■ Required action ■
Which lines of the data hold the word "surface"? Copy all of them.

■ Study material ■
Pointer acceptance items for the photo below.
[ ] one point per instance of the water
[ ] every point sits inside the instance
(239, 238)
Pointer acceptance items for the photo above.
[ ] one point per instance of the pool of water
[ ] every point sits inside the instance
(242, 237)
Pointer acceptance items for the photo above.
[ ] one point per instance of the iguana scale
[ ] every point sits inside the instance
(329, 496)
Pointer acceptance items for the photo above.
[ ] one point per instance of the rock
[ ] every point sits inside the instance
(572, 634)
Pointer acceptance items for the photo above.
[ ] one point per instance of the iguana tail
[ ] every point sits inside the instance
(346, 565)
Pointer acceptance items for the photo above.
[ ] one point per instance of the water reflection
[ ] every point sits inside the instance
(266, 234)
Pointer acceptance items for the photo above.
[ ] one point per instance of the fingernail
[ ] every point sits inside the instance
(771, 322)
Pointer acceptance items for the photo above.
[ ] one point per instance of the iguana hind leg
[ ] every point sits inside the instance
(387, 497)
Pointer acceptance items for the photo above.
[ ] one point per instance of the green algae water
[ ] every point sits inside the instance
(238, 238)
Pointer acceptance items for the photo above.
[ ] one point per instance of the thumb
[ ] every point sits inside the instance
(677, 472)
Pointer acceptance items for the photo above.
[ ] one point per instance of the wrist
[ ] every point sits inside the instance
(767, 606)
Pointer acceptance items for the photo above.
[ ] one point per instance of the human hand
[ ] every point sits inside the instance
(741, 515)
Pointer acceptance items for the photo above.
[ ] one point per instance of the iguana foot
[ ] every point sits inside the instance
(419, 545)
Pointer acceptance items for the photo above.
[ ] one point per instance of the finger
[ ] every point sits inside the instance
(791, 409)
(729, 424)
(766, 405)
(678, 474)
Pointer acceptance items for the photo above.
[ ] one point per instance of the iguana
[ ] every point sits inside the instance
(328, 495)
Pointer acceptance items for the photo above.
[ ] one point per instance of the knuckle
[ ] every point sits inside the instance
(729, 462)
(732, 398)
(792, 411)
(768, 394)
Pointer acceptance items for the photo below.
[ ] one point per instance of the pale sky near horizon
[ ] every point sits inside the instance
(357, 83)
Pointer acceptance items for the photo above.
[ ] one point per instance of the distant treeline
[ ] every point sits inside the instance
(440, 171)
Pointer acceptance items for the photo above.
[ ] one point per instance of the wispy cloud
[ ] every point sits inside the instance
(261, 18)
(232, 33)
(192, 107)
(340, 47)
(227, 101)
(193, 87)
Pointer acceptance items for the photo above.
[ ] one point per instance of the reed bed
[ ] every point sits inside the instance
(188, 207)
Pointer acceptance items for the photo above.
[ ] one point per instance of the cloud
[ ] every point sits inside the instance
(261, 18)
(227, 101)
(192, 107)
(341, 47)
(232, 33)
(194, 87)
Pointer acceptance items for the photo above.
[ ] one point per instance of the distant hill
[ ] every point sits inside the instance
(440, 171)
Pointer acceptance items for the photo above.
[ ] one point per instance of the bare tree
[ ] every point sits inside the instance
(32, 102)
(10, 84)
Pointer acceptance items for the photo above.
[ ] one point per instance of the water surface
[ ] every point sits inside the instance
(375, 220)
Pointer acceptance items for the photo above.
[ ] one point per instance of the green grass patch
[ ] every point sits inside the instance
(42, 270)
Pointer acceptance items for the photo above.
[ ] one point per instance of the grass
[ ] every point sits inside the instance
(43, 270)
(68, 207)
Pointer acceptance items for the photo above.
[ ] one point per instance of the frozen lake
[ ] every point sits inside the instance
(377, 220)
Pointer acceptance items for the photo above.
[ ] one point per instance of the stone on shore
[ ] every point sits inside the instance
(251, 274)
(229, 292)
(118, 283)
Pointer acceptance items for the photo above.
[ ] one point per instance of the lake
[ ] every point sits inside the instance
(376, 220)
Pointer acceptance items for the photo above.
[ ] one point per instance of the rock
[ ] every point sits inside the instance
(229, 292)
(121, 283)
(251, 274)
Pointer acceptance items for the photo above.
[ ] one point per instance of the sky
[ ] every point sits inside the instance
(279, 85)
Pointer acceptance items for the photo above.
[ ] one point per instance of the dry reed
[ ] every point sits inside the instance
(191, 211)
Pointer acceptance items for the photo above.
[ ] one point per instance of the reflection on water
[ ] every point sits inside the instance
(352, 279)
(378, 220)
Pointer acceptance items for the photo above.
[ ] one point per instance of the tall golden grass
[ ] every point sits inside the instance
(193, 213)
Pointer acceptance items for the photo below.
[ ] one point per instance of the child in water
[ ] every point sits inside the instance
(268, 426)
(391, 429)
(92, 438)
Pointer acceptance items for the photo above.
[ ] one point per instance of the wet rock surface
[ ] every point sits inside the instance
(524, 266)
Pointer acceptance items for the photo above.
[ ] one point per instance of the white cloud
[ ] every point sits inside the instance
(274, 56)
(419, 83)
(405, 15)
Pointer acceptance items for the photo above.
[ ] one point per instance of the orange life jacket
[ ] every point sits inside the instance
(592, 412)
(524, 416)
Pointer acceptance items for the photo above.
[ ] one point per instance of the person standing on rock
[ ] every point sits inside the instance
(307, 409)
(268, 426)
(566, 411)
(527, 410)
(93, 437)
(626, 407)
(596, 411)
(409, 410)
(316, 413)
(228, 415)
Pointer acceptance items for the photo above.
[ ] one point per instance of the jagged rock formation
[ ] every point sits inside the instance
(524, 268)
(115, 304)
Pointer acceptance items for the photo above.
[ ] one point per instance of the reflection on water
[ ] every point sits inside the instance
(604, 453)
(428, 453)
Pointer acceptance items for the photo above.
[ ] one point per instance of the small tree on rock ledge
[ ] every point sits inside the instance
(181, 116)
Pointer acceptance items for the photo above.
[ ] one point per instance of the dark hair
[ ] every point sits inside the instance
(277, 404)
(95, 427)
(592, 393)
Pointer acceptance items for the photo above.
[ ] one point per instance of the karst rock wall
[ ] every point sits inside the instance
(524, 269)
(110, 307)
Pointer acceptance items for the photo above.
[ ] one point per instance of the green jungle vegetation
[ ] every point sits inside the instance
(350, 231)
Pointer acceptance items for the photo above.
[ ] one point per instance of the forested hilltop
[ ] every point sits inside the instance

■ Written answer ■
[ ] one point per instance of the water surface
[ ] one point per instance of the wet rock surface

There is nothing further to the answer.